▶ **What the exercise asks**
Lines from the one containing "Please mark every instance of the woman's raised" through the end of the data are to be returned exactly, and no others.
### Material ###
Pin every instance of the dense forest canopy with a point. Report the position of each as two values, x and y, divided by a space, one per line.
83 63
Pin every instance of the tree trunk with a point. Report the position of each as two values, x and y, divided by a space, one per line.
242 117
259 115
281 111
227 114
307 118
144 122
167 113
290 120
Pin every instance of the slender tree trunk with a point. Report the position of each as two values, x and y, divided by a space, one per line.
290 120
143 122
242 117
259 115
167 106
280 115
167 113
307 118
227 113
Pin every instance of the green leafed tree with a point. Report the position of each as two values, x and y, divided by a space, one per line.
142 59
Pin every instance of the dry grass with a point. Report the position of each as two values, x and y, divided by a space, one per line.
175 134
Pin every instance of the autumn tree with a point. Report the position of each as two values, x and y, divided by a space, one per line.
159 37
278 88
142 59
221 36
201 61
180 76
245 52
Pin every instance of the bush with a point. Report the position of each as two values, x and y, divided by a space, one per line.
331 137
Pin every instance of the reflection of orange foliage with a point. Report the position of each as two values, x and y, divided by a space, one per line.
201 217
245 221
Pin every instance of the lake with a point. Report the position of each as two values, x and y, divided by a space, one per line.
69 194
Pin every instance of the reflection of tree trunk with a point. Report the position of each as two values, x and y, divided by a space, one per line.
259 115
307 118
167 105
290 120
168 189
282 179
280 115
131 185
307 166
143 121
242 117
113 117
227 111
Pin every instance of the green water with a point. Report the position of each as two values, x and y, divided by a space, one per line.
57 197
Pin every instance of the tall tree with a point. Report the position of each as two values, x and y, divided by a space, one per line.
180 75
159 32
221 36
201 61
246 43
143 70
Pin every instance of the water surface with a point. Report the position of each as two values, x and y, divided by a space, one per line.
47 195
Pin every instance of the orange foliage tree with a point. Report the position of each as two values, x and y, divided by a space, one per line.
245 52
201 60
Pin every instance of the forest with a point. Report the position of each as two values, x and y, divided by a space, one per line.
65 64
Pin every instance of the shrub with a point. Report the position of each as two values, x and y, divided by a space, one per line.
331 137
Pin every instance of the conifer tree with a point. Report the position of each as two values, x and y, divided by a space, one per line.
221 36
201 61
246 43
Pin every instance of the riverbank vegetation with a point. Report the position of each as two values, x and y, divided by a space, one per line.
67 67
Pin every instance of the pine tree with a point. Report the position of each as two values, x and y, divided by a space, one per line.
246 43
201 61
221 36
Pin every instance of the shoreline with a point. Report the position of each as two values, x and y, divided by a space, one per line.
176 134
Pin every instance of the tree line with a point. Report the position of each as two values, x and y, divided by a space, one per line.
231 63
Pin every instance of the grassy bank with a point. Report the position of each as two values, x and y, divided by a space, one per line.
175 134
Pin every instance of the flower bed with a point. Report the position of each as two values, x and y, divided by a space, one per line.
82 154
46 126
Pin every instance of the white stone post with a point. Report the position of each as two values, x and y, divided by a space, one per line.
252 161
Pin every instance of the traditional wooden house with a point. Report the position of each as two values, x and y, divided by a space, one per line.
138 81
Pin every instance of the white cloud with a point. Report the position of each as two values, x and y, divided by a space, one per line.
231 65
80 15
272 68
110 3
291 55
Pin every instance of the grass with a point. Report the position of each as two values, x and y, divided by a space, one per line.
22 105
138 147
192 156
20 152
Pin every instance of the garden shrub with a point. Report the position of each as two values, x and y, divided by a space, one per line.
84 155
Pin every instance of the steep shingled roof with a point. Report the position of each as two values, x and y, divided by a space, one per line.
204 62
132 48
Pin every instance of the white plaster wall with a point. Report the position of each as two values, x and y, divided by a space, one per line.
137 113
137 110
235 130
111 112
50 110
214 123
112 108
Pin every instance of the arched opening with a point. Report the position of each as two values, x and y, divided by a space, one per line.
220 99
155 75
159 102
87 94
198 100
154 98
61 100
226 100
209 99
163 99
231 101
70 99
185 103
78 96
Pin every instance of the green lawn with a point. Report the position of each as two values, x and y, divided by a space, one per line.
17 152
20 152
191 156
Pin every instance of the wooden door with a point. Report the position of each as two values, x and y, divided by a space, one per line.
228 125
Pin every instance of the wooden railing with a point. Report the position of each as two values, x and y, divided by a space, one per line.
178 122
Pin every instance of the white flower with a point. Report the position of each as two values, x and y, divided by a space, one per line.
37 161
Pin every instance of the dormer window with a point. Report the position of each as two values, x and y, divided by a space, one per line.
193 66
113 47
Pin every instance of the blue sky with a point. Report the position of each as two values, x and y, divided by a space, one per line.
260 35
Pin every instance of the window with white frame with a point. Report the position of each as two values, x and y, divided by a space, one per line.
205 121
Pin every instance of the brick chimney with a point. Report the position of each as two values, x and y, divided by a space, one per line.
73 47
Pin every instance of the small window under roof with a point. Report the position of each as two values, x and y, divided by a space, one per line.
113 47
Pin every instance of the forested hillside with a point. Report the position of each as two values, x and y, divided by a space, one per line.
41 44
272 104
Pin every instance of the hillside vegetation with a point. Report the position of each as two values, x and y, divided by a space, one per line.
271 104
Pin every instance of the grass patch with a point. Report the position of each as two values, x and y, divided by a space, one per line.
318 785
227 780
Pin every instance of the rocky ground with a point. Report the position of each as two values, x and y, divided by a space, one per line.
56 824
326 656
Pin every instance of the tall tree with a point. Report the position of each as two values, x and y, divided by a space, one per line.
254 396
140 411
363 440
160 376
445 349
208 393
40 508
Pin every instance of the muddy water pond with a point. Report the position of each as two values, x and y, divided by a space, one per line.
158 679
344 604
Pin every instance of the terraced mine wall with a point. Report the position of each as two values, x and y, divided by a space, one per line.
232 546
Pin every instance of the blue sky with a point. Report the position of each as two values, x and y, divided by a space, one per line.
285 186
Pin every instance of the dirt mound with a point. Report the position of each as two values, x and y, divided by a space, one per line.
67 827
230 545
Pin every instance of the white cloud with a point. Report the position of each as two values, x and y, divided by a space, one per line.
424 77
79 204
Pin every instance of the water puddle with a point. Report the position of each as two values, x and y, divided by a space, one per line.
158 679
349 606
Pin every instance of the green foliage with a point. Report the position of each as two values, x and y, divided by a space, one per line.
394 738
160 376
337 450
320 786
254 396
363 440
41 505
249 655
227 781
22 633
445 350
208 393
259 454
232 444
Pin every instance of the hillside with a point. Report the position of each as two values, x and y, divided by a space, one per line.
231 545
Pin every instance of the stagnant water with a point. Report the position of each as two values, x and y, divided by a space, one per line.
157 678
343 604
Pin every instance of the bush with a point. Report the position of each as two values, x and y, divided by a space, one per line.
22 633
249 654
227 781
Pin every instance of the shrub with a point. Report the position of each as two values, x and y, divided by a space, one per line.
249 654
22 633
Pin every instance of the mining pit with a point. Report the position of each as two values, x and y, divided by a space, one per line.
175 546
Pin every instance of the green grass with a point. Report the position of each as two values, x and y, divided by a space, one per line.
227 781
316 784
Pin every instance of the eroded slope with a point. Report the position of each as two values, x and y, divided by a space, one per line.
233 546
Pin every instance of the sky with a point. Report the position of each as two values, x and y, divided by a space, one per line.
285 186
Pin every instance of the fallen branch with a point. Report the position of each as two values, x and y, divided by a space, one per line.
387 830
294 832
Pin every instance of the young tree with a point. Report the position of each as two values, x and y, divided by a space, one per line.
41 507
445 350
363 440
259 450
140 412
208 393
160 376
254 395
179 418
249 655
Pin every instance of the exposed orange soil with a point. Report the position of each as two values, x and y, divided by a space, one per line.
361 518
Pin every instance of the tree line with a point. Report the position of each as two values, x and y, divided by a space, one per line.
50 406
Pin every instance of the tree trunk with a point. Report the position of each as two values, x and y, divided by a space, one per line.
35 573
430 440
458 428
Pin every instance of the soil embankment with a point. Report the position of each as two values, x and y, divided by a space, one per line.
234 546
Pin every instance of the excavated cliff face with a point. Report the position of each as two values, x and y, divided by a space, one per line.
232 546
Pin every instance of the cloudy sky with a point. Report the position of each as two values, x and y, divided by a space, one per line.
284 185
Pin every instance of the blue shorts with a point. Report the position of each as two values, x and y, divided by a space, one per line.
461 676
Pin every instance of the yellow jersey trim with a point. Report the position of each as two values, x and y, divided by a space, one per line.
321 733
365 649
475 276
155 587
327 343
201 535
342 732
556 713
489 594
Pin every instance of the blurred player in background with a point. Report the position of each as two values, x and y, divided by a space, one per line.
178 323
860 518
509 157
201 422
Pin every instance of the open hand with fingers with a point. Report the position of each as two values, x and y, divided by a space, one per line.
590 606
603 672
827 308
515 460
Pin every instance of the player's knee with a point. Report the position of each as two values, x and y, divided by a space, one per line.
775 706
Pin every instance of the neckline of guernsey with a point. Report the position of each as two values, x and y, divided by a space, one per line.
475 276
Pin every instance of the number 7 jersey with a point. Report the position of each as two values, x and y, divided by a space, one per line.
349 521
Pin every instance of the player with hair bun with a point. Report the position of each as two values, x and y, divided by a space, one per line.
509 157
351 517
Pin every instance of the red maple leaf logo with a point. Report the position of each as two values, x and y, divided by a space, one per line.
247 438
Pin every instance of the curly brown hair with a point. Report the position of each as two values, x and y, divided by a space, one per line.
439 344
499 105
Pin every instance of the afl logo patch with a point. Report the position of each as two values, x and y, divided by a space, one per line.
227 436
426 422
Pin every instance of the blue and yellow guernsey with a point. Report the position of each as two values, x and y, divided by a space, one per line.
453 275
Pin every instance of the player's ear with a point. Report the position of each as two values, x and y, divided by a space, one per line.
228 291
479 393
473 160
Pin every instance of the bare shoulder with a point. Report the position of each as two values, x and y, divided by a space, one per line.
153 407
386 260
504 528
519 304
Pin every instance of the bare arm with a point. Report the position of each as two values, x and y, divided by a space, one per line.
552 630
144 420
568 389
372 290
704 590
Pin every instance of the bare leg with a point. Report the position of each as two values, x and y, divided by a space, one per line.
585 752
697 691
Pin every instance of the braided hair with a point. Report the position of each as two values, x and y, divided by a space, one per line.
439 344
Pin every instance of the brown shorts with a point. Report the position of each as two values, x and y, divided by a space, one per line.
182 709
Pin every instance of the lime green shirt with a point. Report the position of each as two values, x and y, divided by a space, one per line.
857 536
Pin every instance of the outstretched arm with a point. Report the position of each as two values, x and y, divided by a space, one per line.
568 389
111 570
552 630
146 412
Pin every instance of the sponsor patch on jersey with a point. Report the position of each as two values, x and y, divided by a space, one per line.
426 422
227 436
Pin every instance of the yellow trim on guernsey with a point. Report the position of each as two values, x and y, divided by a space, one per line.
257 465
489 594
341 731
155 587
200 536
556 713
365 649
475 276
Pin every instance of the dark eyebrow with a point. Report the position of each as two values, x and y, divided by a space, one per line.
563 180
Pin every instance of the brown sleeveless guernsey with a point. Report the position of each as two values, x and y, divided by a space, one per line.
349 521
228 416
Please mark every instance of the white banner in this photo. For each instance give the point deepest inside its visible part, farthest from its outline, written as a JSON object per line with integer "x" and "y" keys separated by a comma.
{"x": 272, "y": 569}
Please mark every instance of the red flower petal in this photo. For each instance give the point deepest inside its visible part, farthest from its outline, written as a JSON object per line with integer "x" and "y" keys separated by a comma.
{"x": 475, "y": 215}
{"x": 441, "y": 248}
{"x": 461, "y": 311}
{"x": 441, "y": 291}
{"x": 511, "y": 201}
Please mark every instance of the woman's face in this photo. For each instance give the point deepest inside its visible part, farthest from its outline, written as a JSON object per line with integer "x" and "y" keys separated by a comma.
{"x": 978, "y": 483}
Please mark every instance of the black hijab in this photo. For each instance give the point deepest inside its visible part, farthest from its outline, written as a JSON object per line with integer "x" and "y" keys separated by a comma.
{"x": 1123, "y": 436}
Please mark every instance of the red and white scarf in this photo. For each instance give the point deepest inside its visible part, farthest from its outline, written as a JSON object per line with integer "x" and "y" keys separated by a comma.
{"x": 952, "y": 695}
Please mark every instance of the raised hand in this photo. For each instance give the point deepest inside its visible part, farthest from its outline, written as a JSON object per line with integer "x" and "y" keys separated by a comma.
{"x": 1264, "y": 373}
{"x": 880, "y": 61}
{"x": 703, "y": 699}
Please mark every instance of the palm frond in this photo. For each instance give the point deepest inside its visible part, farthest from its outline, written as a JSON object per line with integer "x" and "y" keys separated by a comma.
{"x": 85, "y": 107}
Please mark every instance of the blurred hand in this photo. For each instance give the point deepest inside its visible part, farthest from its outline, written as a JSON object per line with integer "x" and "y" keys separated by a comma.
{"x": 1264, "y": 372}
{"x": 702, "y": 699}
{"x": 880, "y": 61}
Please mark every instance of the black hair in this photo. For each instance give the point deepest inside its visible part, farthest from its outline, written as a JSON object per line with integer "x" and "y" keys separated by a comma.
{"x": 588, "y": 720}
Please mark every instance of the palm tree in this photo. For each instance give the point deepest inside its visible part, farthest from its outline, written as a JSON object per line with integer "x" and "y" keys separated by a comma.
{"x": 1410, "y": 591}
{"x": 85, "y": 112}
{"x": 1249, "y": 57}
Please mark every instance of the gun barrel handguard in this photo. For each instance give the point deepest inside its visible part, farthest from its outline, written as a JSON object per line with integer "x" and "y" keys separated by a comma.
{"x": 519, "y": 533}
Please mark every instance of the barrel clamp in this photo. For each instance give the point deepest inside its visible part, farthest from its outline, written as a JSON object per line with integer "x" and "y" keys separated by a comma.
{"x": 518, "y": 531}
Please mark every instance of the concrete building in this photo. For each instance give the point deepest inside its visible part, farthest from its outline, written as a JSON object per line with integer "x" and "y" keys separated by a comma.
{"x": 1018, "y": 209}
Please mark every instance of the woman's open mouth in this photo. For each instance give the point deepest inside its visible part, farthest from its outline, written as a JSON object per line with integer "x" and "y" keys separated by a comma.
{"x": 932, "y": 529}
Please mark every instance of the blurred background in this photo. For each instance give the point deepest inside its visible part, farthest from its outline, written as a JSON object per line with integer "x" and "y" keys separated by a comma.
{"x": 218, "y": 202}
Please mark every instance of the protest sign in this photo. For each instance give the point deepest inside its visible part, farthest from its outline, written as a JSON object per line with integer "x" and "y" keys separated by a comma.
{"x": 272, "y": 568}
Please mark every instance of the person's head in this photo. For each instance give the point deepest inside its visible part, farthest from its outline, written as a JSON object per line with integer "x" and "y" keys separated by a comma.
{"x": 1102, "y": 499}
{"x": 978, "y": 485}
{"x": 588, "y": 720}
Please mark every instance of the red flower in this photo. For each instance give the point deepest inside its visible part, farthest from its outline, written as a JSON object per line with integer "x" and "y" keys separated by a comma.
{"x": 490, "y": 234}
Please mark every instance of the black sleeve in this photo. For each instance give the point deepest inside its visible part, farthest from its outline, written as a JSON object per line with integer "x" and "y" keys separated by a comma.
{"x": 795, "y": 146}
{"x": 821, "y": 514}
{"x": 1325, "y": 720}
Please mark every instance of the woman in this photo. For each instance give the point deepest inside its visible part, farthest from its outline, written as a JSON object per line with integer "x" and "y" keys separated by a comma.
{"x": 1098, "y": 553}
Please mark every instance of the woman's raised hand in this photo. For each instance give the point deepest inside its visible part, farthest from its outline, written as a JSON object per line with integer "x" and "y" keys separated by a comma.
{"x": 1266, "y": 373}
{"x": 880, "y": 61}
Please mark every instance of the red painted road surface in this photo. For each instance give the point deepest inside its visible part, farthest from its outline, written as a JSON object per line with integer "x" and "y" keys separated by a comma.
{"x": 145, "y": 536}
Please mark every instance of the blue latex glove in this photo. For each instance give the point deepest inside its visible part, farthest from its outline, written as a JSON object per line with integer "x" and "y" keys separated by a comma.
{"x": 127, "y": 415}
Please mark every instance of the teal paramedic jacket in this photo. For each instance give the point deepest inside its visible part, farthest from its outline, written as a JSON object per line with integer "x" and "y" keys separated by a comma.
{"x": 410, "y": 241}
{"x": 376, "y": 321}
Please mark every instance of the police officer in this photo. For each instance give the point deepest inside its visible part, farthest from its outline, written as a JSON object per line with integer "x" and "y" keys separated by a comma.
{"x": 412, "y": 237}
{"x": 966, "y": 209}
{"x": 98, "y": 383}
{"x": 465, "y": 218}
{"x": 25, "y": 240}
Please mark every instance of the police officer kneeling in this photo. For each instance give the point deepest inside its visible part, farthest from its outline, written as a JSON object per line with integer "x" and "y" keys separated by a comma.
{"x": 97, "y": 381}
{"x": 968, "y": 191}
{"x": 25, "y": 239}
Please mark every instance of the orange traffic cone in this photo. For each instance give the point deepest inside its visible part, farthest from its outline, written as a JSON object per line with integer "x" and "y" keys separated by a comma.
###
▶ **Output**
Please mark every instance of the woman's raised hand in this photo. For each instance give the point deepest inside its visible part, farthest from its outline, written as a JSON object per line with integer "x" and "y" keys separated by a comma.
{"x": 1266, "y": 373}
{"x": 880, "y": 61}
Please mark every instance of the red painted road surface in this photo. For each instance give the point deepest inside its visible part, farthest from its outline, written as a JSON object per line with integer "x" and "y" keys separated by a comma.
{"x": 145, "y": 536}
Please mark every instance of the blue latex glove in this photo. For each instance give the point deepest inside its visible part, farthest from its outline, written as a JSON object per line with integer "x" and "y" keys separated by a comma.
{"x": 127, "y": 415}
Please mark every instance of the teal paramedic jacket in this photo. For each instance give the point deepest inside its visible part, farthest from its outline, written as a JSON object per line with integer "x" and "y" keys separated by a comma.
{"x": 410, "y": 241}
{"x": 376, "y": 321}
Please mark every instance of the police officer in this photo. For each instance give the point deepest inside its visible part, farthest from its outline, written as a JSON object per line with integer "x" and "y" keys separated by a comma.
{"x": 412, "y": 237}
{"x": 966, "y": 209}
{"x": 98, "y": 383}
{"x": 465, "y": 218}
{"x": 25, "y": 240}
Please mark every instance of the police officer kneeling in this photo. For each instance give the point deepest inside its visible part, farthest from its outline, written as a JSON object per line with integer "x" and "y" keys separated by a comma.
{"x": 97, "y": 381}
{"x": 968, "y": 191}
{"x": 25, "y": 239}
Please mark every instance of the orange traffic cone in this photo. For each instance give the point deepest inside its visible part, farthest from its outline, written as a JSON object per line with integer "x" and "y" keys separated by a comma.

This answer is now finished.